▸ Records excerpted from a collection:
____________________
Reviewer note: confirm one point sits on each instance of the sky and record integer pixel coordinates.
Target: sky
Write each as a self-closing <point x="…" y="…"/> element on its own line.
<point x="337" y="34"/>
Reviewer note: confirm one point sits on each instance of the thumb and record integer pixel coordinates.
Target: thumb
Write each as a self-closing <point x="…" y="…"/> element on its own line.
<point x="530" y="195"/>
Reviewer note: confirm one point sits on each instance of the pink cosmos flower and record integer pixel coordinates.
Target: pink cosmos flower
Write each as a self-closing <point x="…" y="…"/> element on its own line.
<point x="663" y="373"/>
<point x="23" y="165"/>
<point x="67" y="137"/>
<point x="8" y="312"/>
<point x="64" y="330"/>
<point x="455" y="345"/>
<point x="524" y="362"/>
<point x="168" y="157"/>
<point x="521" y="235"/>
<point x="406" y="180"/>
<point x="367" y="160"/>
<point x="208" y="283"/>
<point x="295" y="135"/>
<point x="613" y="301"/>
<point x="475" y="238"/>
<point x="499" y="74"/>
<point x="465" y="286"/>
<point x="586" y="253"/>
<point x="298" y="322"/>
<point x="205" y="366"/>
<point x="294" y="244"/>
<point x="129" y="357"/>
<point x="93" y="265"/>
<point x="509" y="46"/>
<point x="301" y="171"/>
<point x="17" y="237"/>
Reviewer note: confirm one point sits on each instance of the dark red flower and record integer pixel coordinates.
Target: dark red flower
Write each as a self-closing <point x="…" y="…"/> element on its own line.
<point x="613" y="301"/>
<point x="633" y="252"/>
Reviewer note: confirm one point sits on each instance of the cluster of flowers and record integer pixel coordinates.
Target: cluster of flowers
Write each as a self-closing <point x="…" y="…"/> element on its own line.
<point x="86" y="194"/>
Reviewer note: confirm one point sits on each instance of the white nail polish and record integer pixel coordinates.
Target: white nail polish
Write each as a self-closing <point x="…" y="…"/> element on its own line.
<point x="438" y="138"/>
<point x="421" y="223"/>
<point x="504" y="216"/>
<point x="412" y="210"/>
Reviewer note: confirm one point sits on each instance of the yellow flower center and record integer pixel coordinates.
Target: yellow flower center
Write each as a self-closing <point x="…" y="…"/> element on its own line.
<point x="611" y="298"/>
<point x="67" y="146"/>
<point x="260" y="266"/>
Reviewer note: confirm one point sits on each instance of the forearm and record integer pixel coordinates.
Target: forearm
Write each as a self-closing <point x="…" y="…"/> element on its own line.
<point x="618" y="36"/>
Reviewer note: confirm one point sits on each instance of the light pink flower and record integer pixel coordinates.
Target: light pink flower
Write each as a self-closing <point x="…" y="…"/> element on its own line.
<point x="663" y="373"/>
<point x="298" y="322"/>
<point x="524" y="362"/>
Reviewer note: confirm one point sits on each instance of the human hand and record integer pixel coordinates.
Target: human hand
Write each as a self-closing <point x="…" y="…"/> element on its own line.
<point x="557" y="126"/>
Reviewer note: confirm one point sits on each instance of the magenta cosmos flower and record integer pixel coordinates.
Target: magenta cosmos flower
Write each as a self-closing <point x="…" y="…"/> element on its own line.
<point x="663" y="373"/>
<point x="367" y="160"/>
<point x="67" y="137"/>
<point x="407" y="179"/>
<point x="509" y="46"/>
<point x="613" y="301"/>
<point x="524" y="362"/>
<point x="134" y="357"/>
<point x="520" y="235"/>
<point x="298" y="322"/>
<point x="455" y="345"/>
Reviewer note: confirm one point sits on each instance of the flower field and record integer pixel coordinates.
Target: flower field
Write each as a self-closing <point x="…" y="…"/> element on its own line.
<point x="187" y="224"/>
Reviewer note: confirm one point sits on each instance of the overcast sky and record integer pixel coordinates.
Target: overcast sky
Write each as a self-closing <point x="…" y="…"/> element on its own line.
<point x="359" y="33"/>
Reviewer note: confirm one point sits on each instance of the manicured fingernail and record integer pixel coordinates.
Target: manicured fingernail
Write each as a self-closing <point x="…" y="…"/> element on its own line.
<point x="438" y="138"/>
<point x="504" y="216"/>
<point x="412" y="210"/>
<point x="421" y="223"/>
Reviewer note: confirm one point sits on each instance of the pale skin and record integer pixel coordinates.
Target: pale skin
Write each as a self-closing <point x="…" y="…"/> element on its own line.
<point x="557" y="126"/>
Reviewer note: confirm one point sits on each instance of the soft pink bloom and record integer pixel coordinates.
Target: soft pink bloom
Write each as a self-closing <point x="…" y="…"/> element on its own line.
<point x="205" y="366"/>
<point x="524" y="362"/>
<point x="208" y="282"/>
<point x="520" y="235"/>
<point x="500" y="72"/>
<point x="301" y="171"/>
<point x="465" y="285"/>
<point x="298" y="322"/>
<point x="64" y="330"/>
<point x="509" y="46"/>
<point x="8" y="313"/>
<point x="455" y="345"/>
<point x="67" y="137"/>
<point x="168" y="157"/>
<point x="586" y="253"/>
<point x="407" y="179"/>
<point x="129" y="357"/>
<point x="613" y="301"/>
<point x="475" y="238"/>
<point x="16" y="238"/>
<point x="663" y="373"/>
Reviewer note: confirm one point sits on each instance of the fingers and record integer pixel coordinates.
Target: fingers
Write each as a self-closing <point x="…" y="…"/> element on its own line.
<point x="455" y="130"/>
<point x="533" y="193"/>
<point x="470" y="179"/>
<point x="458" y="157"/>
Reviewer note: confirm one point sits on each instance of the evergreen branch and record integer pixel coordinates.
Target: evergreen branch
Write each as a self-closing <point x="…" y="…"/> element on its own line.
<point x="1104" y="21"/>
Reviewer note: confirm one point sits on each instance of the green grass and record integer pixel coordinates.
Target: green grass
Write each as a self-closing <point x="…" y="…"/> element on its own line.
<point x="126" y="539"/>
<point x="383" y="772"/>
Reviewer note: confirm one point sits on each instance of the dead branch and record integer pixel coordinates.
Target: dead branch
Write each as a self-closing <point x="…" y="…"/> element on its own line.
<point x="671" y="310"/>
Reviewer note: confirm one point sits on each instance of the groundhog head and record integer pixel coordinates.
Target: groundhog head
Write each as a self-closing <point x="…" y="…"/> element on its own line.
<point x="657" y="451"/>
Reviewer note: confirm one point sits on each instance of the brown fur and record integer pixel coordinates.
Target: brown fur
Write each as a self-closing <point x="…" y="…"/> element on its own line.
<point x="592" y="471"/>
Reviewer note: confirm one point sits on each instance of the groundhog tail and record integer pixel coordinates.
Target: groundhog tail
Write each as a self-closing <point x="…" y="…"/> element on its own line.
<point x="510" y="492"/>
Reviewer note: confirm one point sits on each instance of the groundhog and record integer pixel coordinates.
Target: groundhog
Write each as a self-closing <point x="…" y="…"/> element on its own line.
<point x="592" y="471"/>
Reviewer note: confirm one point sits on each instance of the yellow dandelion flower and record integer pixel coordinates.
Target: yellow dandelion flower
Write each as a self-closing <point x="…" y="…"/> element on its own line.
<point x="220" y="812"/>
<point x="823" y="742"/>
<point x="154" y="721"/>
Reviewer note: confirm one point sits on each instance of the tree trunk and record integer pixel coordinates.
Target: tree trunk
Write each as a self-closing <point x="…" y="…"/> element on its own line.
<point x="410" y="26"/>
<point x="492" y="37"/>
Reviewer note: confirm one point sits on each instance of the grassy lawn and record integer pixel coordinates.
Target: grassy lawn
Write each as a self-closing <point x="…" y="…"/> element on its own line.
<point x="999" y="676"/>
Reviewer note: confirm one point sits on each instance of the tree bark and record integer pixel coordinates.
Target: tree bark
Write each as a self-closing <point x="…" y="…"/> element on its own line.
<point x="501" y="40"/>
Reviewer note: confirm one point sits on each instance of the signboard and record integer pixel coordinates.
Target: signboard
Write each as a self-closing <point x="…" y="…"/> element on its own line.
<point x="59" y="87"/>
____________________
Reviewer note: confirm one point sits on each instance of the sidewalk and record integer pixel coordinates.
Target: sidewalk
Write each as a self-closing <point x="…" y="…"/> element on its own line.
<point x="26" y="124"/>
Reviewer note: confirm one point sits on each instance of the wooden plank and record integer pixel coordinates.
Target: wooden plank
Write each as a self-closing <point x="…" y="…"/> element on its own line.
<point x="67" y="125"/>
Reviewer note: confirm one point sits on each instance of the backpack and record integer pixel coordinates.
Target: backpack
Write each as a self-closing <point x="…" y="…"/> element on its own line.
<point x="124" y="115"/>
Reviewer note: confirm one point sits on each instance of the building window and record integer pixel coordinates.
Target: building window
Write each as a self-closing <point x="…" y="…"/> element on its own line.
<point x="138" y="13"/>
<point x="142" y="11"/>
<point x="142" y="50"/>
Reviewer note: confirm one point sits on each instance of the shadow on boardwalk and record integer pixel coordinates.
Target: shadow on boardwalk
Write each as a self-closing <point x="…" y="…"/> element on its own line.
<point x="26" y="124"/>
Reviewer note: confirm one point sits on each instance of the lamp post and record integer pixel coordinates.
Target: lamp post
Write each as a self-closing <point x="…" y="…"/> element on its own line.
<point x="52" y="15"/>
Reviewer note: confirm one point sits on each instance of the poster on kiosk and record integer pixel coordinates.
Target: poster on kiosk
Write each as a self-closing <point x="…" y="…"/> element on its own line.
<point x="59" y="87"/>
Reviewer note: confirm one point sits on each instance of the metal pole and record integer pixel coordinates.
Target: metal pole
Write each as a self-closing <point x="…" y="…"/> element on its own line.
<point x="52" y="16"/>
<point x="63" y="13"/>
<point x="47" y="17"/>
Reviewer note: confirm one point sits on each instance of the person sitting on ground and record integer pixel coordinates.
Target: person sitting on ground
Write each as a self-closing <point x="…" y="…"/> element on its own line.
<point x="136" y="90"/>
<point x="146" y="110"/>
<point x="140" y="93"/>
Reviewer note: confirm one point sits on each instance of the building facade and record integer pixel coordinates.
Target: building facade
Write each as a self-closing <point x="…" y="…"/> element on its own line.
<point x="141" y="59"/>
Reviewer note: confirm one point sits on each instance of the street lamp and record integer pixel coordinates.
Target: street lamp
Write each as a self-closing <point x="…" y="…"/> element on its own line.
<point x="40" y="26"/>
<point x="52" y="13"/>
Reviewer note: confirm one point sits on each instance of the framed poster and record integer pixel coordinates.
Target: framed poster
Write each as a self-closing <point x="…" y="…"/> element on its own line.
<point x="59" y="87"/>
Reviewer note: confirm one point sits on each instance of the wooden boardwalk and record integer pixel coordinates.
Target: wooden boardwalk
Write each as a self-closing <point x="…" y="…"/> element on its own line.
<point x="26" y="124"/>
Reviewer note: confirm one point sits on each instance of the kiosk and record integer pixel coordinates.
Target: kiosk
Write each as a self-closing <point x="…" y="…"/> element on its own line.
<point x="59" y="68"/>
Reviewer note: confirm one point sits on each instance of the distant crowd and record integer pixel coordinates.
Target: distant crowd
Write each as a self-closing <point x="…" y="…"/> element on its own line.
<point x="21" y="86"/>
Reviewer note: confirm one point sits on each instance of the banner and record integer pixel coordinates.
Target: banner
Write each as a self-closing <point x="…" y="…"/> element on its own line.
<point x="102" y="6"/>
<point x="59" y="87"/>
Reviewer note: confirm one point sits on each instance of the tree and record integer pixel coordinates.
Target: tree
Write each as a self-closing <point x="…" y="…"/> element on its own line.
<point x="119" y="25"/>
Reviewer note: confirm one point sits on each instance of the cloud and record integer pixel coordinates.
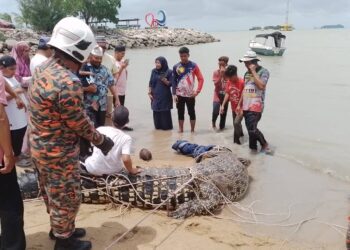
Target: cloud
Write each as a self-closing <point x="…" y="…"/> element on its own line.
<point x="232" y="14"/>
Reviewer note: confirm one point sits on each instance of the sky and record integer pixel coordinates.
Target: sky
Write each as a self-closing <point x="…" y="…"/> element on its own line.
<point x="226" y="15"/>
____________________
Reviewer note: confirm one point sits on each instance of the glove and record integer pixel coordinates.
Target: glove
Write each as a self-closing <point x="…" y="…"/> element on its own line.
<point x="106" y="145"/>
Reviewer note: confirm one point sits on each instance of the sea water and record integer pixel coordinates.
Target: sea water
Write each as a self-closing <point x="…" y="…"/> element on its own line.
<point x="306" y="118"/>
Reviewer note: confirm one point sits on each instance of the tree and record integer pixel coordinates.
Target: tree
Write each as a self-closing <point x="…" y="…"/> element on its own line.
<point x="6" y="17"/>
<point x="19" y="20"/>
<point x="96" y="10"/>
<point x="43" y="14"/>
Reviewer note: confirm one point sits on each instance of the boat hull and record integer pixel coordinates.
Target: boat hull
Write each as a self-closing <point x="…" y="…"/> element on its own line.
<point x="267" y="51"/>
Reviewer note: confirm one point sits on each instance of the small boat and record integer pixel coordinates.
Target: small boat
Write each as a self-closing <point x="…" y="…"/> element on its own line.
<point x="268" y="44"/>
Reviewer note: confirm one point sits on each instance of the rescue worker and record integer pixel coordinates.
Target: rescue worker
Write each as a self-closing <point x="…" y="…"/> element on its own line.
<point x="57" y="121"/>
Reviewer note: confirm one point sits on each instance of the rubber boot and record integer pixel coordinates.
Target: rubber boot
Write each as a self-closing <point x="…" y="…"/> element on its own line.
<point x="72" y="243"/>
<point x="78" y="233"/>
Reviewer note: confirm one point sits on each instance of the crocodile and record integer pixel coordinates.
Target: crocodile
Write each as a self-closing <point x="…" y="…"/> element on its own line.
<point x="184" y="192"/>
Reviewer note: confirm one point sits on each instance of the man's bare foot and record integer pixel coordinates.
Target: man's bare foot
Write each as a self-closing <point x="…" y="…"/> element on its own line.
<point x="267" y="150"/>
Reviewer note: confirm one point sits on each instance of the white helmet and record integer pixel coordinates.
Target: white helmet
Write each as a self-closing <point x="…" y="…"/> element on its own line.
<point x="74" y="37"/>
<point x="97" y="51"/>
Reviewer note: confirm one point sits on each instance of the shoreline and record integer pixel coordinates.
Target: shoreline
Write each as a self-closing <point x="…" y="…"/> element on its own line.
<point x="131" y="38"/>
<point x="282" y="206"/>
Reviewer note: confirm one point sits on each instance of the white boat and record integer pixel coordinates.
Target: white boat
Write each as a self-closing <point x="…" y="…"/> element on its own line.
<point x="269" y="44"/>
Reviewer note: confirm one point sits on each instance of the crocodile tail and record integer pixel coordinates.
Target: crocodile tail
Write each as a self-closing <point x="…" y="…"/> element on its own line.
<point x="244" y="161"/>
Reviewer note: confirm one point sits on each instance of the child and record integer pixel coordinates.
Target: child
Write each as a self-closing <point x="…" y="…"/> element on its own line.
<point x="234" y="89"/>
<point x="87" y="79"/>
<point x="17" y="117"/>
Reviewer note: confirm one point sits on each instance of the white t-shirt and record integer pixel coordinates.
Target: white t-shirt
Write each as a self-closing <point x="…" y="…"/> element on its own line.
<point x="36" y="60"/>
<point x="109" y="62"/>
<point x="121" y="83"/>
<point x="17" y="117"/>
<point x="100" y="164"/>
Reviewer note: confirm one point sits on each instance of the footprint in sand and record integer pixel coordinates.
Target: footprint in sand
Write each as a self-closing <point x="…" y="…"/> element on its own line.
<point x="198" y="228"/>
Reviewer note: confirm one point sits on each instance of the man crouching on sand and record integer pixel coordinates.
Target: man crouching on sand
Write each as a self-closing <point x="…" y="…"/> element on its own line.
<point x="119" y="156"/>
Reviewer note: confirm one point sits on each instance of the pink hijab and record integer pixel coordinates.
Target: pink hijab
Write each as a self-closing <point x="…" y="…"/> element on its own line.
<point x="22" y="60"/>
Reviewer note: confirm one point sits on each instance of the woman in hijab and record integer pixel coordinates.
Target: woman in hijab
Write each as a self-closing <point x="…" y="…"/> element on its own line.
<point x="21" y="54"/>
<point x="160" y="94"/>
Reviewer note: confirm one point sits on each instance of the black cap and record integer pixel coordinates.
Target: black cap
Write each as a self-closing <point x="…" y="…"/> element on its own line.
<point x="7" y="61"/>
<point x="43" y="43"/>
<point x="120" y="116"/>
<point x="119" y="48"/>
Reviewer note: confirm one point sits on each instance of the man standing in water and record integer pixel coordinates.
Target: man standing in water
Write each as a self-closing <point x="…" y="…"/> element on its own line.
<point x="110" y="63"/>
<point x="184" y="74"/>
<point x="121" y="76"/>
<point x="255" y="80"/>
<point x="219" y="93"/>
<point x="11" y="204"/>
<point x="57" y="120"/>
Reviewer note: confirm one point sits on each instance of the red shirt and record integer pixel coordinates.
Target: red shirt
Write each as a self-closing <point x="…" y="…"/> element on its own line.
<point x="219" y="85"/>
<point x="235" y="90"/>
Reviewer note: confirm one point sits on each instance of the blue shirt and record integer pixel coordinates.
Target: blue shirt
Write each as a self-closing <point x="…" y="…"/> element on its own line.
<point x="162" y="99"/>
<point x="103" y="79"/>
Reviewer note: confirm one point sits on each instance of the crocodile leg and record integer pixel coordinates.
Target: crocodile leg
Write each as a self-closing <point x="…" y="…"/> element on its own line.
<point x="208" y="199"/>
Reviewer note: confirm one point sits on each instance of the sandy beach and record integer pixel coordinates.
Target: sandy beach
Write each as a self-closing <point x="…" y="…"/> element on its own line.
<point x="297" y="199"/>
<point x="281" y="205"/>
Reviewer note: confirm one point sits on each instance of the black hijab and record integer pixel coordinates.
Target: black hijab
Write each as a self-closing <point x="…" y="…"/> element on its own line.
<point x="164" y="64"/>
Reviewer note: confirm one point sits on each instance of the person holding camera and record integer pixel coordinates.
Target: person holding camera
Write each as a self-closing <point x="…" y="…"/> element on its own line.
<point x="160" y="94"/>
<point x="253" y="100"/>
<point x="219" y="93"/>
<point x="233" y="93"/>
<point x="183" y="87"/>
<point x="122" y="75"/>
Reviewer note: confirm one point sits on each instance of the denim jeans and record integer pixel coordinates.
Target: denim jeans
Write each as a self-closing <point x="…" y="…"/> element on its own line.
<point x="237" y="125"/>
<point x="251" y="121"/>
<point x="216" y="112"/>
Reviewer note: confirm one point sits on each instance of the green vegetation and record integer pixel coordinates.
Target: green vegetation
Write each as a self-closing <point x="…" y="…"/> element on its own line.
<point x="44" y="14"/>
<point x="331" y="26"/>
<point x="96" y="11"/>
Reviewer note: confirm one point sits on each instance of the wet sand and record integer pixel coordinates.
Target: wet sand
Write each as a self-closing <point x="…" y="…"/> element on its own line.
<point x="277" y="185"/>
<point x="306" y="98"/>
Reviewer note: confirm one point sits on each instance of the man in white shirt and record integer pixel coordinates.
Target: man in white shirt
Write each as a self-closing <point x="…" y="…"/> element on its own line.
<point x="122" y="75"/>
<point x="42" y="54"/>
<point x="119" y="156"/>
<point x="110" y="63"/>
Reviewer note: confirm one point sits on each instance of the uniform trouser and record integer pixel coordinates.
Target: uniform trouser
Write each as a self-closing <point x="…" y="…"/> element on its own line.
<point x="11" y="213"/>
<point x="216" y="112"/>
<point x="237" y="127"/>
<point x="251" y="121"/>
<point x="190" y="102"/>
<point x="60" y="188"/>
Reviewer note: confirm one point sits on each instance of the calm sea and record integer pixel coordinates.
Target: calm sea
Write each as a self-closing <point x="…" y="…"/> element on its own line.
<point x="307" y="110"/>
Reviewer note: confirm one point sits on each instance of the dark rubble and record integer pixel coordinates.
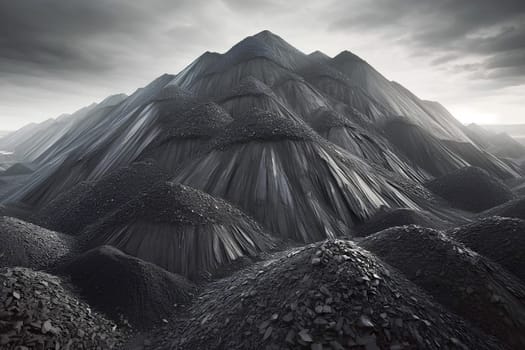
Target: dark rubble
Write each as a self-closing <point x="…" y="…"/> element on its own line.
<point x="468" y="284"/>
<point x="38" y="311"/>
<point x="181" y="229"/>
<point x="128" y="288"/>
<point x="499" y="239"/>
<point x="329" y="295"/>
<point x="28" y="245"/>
____________________
Scan the entries above for the line containing "Target: building facade", and copy it and all lines after it exactly, down to and including the line containing "Target: framed poster".

▸ Task result:
Target: building facade
Write each as a self-closing <point x="…" y="…"/> element on its own line.
<point x="141" y="59"/>
Reviewer note: confirm one point sits on each instance of the street lamp and record integer pixel coordinates.
Target: street lamp
Write each as a self-closing <point x="…" y="…"/> element on its own line.
<point x="40" y="26"/>
<point x="52" y="13"/>
Reviewer note: confirm one point sits on each instance of the framed poster and record integer pixel coordinates.
Target: framed poster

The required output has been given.